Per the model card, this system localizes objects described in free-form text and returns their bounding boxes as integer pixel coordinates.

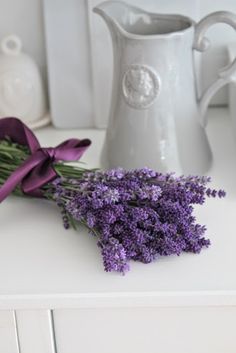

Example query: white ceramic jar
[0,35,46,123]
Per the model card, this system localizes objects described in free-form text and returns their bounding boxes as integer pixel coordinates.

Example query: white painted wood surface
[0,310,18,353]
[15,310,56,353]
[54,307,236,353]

──────

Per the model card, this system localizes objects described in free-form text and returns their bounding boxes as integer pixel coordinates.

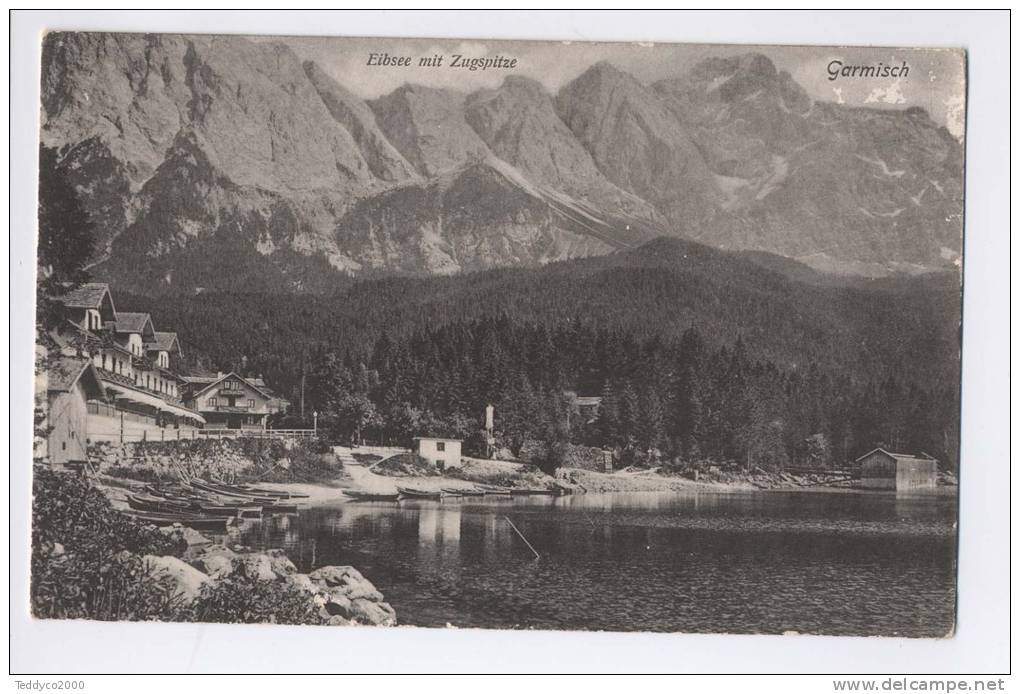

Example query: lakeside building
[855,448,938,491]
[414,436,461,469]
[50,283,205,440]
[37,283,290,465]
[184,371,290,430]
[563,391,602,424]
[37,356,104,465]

──────

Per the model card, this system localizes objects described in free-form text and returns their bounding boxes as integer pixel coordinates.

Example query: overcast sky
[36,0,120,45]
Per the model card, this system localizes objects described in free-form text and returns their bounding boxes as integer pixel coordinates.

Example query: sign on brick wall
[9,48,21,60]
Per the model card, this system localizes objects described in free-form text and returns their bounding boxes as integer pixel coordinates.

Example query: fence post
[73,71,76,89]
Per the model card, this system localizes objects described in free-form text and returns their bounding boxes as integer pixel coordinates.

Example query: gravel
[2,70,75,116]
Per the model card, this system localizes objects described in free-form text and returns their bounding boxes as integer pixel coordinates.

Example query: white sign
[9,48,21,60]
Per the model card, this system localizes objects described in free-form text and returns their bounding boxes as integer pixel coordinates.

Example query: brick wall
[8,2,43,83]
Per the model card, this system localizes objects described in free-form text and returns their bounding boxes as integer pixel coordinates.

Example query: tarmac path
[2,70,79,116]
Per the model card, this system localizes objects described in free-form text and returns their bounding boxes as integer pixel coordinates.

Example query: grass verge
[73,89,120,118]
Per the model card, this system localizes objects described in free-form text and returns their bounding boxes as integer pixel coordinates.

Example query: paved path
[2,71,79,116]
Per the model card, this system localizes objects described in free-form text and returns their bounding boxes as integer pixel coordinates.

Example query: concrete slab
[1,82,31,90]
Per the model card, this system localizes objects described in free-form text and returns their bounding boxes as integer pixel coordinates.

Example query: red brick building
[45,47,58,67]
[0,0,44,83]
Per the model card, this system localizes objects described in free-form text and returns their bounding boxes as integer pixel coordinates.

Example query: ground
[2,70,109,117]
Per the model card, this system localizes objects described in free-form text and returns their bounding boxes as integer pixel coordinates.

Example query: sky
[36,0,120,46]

──────

Pick out every line in the records that contains the word "building", and copy each one.

→ **Answer to the task**:
Example query: lakeside building
Example query: red brick building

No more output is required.